:: Stored data entries ::

# # # # #

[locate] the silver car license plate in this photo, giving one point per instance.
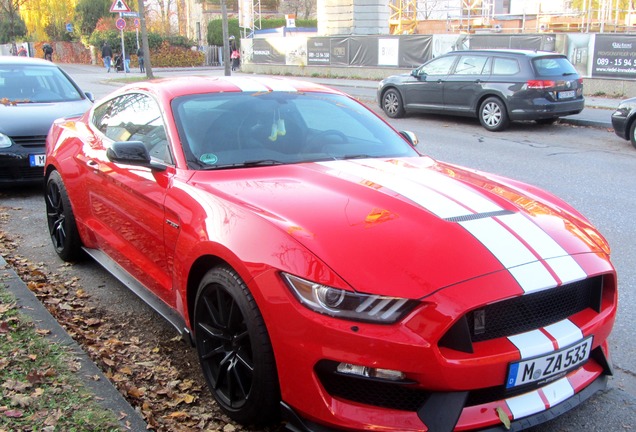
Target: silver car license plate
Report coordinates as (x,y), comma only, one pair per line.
(548,366)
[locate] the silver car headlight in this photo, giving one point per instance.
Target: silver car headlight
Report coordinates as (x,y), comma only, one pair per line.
(5,141)
(350,305)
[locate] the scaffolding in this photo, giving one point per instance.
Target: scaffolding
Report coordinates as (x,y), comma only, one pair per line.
(473,16)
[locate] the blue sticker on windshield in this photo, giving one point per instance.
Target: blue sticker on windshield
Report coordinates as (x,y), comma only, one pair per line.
(209,158)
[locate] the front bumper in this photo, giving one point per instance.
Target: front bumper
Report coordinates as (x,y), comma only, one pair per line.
(304,341)
(297,424)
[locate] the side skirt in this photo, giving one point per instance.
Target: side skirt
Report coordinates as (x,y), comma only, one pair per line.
(142,292)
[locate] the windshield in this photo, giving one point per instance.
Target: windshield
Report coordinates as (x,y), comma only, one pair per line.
(32,83)
(238,129)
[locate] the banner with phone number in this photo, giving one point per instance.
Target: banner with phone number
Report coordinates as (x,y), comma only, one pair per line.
(614,56)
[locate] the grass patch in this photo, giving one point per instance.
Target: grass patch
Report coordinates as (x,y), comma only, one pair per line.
(40,391)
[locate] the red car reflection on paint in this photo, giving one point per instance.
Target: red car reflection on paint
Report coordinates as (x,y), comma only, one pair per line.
(324,268)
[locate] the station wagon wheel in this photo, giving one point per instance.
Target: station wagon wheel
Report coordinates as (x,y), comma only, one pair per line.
(392,103)
(234,349)
(632,133)
(493,115)
(61,220)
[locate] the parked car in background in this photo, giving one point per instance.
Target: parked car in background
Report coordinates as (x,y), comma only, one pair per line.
(496,86)
(623,120)
(33,93)
(327,270)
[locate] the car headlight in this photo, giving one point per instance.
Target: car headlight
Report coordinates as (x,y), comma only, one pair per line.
(350,305)
(5,141)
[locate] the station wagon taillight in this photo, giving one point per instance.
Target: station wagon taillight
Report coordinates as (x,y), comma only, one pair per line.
(541,84)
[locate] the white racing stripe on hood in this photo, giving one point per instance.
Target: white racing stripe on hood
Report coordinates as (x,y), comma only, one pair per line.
(536,342)
(429,199)
(517,242)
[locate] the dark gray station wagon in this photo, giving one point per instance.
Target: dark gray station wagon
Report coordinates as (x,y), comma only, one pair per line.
(496,86)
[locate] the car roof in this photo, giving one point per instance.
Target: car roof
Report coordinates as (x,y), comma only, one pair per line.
(18,60)
(171,88)
(516,52)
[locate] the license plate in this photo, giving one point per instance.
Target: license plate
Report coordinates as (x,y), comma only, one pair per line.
(567,94)
(550,366)
(37,160)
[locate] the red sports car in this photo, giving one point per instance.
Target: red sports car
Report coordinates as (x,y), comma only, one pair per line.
(327,270)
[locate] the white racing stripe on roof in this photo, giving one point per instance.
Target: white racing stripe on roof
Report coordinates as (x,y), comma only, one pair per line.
(278,85)
(525,404)
(565,333)
(532,343)
(249,85)
(429,199)
(441,183)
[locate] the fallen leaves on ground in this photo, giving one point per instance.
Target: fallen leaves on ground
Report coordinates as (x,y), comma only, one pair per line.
(152,378)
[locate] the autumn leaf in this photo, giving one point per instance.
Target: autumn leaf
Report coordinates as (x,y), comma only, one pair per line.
(13,413)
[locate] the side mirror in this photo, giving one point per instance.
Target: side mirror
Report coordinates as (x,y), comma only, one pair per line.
(132,153)
(410,137)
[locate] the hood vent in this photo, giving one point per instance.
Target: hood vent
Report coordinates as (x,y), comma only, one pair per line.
(474,216)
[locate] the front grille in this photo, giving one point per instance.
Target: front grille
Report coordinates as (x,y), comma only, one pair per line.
(30,141)
(524,313)
(532,311)
(383,394)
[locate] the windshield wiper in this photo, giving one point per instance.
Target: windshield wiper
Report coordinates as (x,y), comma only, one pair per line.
(260,162)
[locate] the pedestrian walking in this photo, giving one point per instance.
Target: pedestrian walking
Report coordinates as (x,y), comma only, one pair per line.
(107,55)
(48,51)
(236,60)
(140,60)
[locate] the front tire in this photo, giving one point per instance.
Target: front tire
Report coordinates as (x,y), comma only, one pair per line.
(392,103)
(632,133)
(493,115)
(61,220)
(234,349)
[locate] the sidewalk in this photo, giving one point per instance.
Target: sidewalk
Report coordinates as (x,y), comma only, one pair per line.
(91,376)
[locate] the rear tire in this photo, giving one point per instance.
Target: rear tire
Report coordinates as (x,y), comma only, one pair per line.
(493,115)
(234,349)
(61,220)
(392,103)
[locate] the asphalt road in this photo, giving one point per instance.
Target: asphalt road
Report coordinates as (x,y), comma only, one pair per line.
(588,167)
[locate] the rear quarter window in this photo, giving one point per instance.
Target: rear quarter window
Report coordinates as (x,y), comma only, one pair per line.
(504,66)
(553,66)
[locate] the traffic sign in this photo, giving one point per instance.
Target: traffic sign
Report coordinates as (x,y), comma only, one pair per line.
(119,6)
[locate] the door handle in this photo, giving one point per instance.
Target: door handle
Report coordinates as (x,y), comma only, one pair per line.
(92,165)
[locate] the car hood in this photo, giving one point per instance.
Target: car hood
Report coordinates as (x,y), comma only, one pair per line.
(31,119)
(412,226)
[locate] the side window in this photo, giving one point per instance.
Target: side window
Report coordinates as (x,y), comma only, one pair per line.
(134,117)
(503,66)
(470,65)
(439,66)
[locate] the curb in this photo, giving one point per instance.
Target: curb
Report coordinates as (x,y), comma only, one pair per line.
(104,391)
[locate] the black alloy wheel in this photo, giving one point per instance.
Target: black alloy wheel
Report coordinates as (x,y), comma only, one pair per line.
(493,115)
(392,103)
(61,220)
(234,349)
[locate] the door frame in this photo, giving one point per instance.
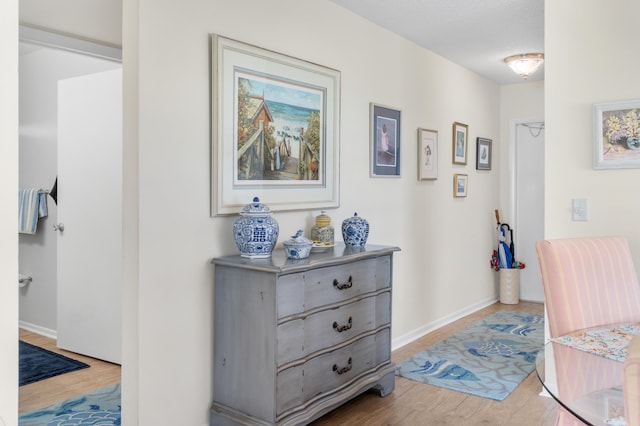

# # # # #

:: Exercise goal ::
Could you tally the lines in these records that contain the word "plate" and give only the result?

:: Task response ::
4